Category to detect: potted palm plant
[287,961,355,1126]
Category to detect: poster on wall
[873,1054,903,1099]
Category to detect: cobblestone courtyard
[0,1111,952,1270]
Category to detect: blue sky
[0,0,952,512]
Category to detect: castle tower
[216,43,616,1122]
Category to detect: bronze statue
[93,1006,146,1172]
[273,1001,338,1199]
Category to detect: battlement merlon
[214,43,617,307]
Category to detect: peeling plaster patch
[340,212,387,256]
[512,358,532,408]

...

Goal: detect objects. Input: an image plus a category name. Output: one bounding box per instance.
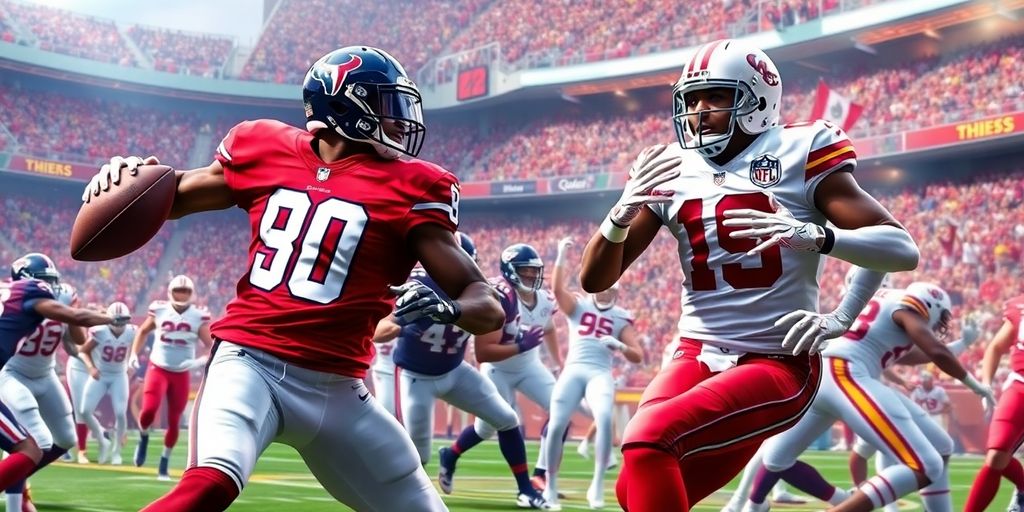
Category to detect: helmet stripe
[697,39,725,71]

### Instruction
Pick out every line of the records that contains the word "name", and copy each of those lines in full. Case counts.

### Solution to the exercise
Goal: detect objects. Input: an image plus a category name. Output: one bounding box per instance.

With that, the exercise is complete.